_TASKS FOR THIS EXERCISE_
1. In the Kruskal's algorithm text below, write out everything from "How Kruskal's algorithm" down to "reject this edge.", swapping "lowest weight" for "smallest weight".
2. Translate this sentence from the Kruskal's algorithm text below into Spanish: "It falls under a class of algorithms called greedy algorithms that find the local optimum in the hopes of finding a global optimum."
3. Answer these from the Kruskal's algorithm text below:
(a) What class of algorithms does Kruskal's algorithm fall under?
(b) What happens to an edge if adding it creates a cycle?
(c) What does the Union-Find algorithm divide the vertices into?

_SELECTED PASSAGE_
******************************

Kruskal's Algorithm

Kruskal's algorithm is a minimum spanning tree algorithm that takes a graph as input and finds the subset of the edges of that graph which

  • form a tree that includes every vertex
  • has the minimum sum of weights among all the trees that can be formed from the graph

How Kruskal's algorithm works

It falls under a class of algorithms called greedy algorithms that find the local optimum in the hopes of finding a global optimum.

We start from the edges with the lowest weight and keep adding edges until we reach our goal.

The steps for implementing Kruskal's algorithm are as follows:

  1. Sort all the edges from low weight to high
  2. Take the edge with the lowest weight and add it to the spanning tree. If adding the edge created a cycle, then reject this edge.
  3. Keep adding edges until we reach all vertices.

Example of Kruskal's algorithm

Start with a weighted graph
Start with a weighted graph
Choose the edge with the least weight, if there are more than 1, choose anyone
Choose the edge with the least weight, if there are more than 1, choose anyone
Choose the next shortest edge and add it
Choose the next shortest edge and add it
Choose the next shortest edge that doesn't create a cycle and add it
Choose the next shortest edge that doesn't create a cycle and add it
Choose the next shortest edge that doesn't create a cycle and add it
Choose the next shortest edge that doesn't create a cycle and add it
Repeat until you have a spanning tree
Repeat until you have a spanning tree

Kruskal Algorithm Pseudocode

Any minimum spanning tree algorithm revolves around checking if adding an edge creates a loop or not.

The most common way to find this out is an algorithm called Union FInd. The Union-Find algorithm divides the vertices into clusters and allows us to check if two vertices belong to the same cluster or not and hence decide whether adding an edge creates a cycle.

KRUSKAL(G):
A = ∅
For each vertex v ∈ G.V:
    MAKE-SET(v)
For each edge (u, v) ∈ G.E ordered by increasing order by weight(u, v):
    if FIND-SET(u) ≠ FIND-SET(v):       
    A = A ∪ {(u, v)}
    UNION(u, v)
return A

Python, Java and C/C++ Examples

# Kruskal's algorithm in Python


class Graph:
    def __init__(self, vertices):
        self.V = vertices
        self.graph = []

    def add_edge(self, u, v, w):
        self.graph.append([u, v, w])

    # Search function

    def find(self, parent, i):
        if parent[i] == i:
            return i
        return self.find(parent, parent[i])

******************************

_MATERIAL_
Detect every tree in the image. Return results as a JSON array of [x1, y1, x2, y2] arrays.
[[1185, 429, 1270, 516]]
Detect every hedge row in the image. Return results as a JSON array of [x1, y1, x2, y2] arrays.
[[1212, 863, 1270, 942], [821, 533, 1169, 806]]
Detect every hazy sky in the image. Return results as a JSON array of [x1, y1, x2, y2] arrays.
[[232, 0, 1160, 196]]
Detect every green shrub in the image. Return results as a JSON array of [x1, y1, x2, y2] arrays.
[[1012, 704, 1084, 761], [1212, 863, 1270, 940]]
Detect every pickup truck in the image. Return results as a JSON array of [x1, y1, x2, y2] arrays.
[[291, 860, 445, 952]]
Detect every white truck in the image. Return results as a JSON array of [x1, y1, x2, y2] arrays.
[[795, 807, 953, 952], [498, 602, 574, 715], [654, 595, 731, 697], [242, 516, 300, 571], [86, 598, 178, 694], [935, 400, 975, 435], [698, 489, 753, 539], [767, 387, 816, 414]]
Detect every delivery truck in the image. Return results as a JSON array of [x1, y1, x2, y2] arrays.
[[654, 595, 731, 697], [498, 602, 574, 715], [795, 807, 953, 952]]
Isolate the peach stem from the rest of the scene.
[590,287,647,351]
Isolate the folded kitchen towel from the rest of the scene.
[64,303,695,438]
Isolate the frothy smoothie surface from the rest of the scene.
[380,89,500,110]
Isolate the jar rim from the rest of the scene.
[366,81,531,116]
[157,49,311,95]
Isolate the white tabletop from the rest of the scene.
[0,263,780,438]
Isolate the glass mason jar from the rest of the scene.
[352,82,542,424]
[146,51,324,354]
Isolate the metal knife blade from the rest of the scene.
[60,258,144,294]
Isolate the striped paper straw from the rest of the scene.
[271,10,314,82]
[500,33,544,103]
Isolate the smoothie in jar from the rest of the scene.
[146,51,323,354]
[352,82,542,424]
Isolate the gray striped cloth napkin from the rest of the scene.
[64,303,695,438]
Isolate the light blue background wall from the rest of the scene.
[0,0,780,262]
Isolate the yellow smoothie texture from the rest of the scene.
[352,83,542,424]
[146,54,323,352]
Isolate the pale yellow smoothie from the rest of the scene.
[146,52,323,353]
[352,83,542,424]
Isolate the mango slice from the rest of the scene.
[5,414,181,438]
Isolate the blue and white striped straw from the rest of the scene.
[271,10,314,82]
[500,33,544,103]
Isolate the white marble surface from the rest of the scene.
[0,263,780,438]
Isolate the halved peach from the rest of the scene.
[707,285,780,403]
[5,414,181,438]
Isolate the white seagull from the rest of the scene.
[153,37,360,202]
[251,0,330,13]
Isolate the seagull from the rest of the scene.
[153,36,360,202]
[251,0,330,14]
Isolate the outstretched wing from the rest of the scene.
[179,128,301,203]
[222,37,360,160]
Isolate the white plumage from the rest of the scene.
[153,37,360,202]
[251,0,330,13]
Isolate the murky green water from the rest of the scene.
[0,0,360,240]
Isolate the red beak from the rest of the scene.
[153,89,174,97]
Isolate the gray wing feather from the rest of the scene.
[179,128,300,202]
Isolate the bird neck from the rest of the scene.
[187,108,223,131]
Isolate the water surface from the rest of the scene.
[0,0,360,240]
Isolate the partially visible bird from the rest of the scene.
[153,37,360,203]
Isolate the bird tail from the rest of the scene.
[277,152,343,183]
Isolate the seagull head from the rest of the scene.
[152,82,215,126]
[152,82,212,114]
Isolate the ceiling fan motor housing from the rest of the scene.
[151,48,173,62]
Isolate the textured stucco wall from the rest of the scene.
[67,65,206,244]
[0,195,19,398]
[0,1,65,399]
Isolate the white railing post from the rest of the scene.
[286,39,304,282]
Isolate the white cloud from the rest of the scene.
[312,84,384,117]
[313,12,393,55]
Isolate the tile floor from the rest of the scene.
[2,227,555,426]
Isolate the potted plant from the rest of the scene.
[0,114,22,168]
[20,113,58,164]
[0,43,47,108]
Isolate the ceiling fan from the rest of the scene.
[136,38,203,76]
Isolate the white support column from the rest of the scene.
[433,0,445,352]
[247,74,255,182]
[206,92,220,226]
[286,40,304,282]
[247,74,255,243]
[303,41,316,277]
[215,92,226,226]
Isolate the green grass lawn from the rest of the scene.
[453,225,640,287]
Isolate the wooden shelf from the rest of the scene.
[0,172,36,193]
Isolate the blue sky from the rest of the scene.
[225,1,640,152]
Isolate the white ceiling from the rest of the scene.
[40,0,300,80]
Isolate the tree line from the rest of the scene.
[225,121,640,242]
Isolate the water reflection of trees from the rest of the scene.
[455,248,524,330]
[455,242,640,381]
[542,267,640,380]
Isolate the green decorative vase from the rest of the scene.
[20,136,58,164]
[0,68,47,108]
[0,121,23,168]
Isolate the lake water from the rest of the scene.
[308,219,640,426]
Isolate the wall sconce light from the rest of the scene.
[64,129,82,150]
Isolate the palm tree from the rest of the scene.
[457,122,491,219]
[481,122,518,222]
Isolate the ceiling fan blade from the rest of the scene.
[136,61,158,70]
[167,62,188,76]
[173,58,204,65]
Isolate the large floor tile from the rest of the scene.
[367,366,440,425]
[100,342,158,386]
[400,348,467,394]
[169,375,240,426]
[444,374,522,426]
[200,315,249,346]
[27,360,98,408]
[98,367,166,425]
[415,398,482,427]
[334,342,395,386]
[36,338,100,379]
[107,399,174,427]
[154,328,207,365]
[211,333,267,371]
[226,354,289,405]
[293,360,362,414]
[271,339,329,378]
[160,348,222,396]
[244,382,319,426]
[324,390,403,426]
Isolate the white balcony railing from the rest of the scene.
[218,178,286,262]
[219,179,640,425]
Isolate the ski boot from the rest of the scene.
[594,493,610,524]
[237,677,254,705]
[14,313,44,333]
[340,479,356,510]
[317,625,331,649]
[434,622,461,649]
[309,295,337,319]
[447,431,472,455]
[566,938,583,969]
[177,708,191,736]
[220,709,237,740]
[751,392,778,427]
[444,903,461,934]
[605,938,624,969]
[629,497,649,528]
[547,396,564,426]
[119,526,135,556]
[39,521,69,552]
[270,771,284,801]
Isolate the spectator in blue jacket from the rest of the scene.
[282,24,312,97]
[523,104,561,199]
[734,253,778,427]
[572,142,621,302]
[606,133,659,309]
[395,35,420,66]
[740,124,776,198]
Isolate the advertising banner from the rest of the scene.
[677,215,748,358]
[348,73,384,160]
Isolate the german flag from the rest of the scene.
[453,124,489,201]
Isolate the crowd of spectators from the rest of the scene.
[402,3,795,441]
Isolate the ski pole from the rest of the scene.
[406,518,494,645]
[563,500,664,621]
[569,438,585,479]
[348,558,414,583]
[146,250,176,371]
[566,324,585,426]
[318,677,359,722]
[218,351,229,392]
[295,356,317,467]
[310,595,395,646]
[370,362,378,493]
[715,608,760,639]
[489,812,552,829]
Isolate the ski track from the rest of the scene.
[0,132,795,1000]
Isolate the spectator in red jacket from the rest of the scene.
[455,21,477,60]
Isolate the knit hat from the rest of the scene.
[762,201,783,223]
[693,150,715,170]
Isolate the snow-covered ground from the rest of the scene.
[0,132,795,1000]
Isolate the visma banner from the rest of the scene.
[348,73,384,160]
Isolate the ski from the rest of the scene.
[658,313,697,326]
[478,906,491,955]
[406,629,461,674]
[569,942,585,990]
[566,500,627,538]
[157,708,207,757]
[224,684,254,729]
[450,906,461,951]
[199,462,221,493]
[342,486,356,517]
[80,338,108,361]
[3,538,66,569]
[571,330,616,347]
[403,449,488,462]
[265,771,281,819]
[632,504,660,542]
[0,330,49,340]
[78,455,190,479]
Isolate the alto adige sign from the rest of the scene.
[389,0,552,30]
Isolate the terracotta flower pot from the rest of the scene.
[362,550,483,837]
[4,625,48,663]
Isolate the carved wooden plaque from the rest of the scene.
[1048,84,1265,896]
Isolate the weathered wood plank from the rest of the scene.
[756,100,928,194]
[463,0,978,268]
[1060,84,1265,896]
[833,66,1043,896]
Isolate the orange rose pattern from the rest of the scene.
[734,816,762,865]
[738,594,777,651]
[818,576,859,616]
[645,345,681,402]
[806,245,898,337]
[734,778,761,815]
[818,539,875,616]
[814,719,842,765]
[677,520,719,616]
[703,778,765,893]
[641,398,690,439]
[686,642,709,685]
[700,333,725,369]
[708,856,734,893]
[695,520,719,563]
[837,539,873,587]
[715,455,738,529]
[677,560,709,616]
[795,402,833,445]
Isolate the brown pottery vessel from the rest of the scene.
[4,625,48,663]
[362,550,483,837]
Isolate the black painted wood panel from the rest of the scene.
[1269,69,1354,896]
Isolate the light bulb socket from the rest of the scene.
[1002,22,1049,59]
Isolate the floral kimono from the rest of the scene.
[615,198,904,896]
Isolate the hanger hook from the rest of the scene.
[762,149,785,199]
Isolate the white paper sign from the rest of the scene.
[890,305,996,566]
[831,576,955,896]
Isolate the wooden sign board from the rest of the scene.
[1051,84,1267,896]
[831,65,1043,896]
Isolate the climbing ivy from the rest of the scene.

******************************

_RESULTS OF THE EXERCISE_
1.
How Kruskal's algorithm works

It falls under a class of algorithms called greedy algorithms that find the local optimum in the hopes of finding a global optimum.

We start from the edges with the smallest weight and keep adding edges until we reach our goal.

The steps for implementing Kruskal's algorithm are as follows:

  1. Sort all the edges from low weight to high
  2. Take the edge with the smallest weight and add it to the spanning tree. If adding the edge created a cycle, then reject this edge.

2. Pertenece a una clase de algoritmos llamados algoritmos voraces, que encuentran el óptimo local con la esperanza de encontrar un óptimo global.

3.
(a) Greedy algorithms.
(b) The edge is rejected.
(c) Clusters.